> [Excerpts of bounding box data]:

-- START --

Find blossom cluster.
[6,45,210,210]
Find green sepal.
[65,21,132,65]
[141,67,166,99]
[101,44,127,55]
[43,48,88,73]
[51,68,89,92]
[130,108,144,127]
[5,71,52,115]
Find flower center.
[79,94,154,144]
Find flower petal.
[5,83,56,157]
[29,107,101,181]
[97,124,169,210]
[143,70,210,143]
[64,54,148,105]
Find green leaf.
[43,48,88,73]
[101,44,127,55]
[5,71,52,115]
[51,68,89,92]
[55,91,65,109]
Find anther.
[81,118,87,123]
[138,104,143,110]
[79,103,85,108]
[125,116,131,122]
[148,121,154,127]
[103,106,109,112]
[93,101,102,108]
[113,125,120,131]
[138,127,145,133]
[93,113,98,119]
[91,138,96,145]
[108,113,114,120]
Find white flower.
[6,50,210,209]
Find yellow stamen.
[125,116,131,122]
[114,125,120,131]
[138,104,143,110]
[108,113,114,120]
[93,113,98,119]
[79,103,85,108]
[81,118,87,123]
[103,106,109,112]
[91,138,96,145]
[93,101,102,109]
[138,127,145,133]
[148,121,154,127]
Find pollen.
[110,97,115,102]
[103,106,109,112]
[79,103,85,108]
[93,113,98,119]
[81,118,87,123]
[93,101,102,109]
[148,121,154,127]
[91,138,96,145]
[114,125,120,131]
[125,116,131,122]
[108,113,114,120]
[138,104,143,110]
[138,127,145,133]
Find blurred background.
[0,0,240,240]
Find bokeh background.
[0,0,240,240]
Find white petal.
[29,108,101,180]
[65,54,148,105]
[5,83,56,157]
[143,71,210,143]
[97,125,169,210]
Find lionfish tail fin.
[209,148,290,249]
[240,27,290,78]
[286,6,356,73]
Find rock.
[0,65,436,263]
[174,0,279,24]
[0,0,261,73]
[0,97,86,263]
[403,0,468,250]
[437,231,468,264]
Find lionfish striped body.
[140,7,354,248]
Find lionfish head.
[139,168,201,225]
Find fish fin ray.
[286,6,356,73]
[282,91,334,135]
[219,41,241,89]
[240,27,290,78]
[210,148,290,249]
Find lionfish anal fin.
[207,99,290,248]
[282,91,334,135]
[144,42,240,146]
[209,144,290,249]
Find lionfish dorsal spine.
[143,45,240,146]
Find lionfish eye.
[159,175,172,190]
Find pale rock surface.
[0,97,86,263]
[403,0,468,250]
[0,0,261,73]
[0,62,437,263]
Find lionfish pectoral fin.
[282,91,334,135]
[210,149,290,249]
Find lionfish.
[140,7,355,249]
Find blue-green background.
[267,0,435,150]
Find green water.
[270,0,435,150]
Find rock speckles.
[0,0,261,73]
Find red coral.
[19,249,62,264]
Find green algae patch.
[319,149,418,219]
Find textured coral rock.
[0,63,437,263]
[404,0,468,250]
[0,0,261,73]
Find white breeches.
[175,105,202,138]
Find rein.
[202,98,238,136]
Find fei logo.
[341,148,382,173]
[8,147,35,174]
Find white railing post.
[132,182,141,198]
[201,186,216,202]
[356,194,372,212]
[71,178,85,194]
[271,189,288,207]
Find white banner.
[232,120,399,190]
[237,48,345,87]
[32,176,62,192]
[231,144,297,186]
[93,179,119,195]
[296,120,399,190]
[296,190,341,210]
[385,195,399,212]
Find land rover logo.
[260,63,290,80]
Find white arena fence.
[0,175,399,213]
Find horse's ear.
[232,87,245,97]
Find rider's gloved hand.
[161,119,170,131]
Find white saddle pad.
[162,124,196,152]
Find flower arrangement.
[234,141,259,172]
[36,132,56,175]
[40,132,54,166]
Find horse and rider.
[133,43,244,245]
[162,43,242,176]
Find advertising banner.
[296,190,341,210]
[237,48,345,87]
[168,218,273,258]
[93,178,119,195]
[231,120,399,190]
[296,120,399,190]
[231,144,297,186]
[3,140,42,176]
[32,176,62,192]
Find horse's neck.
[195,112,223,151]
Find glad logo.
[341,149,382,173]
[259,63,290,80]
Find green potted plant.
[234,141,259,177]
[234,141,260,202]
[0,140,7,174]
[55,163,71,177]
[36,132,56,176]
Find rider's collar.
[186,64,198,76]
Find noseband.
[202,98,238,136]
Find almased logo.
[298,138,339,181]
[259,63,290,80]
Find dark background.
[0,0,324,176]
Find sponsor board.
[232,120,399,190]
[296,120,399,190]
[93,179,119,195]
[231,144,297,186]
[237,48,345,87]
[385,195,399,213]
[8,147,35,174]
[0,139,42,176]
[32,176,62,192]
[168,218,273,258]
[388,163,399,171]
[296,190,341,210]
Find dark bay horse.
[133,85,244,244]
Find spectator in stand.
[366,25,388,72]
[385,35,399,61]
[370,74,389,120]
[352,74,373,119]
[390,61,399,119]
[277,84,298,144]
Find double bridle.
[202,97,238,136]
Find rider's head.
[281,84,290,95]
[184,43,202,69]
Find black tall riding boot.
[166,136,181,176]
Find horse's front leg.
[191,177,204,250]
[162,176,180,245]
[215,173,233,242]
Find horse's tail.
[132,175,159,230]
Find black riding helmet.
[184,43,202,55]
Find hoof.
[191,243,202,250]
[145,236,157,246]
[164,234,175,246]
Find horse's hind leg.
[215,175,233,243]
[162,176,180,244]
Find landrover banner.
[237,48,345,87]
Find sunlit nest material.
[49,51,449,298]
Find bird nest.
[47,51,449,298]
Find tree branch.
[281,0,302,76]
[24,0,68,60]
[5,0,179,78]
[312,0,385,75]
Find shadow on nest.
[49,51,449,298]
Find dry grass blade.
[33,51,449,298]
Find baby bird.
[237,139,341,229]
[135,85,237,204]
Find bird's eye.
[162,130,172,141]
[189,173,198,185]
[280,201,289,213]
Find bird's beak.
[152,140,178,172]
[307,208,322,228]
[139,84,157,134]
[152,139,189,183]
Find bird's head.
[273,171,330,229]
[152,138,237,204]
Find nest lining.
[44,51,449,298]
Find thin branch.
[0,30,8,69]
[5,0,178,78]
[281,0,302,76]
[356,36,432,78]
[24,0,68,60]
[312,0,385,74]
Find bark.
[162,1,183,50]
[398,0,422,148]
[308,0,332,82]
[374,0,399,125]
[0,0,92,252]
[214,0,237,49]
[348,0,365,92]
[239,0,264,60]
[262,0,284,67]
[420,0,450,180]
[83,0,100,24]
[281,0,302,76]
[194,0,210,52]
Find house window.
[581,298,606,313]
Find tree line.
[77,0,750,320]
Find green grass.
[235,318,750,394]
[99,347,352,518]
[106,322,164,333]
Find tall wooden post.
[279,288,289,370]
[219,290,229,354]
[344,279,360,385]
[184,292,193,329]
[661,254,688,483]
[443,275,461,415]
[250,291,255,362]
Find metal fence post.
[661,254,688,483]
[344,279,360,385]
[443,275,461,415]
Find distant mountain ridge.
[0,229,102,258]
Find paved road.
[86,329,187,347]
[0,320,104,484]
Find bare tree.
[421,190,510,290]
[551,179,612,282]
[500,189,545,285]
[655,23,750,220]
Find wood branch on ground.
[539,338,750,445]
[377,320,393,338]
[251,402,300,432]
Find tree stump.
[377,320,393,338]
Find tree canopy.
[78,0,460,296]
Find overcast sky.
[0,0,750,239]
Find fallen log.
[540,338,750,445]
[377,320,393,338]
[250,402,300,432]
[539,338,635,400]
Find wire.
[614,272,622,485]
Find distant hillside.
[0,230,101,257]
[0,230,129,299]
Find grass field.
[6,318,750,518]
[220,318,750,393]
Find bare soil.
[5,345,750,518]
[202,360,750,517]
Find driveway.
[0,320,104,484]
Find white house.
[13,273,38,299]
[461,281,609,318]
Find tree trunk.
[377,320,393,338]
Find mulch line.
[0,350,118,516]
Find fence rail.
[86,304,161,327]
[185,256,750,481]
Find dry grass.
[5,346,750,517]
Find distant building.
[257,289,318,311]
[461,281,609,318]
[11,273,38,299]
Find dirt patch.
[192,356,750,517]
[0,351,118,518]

-- END --

> [Stated exercise]:
Reproduce verbatim the entries from the line containing "Find landrover banner." through the line containing "[0,230,129,299]", including both of those lines.

> [Output for this task]:
Find landrover banner.
[237,48,345,87]
Find sunlit nest material.
[49,51,449,298]
Find bird nest.
[47,51,449,298]
Find tree branch.
[281,0,302,76]
[24,0,68,60]
[5,0,179,78]
[312,0,385,75]
Find shadow on nest.
[49,51,449,298]
Find dry grass blade.
[33,51,449,298]
Find baby bird.
[237,139,341,229]
[135,85,237,204]
Find bird's eye.
[162,130,172,141]
[189,173,198,185]
[280,201,289,213]
Find bird's beak.
[152,140,178,172]
[307,208,322,228]
[139,84,157,134]
[152,139,189,183]
Find bird's head.
[273,171,330,229]
[152,138,237,204]
Find nest lining.
[44,51,449,298]
Find thin branch.
[0,30,8,69]
[5,0,178,78]
[281,0,302,76]
[356,36,432,78]
[24,0,68,60]
[312,0,385,74]
Find bark.
[162,1,183,50]
[398,0,422,148]
[308,0,332,82]
[374,0,399,125]
[0,0,92,252]
[214,0,237,49]
[348,0,365,92]
[239,0,264,60]
[262,0,284,67]
[420,0,450,180]
[83,0,100,24]
[281,0,302,76]
[194,0,210,52]
Find house window.
[581,298,606,313]
Find tree line.
[77,0,750,320]
Find green grass.
[235,318,750,394]
[99,347,352,518]
[106,322,164,333]
Find tall wooden post.
[279,288,289,370]
[219,290,229,354]
[344,279,360,385]
[184,292,193,329]
[661,254,688,483]
[443,275,461,415]
[250,291,255,362]
Find metal fence post.
[661,254,688,483]
[344,279,360,385]
[443,275,461,415]
Find distant mountain ridge.
[0,229,102,258]
Find paved road.
[86,329,187,347]
[0,320,104,484]
Find bare tree.
[421,190,510,290]
[551,179,612,282]
[500,189,545,285]
[655,23,750,220]
Find wood branch on ground.
[539,338,750,445]
[377,320,393,338]
[251,402,300,432]
Find tree stump.
[377,320,393,338]
Find tree canopy.
[78,0,460,296]
Find overcast sky.
[0,0,750,239]
Find fallen log.
[540,338,750,445]
[377,320,393,338]
[250,402,300,432]
[539,338,635,400]
Find wire.
[614,272,622,485]
Find distant hillside.
[0,230,101,257]
[0,230,129,299]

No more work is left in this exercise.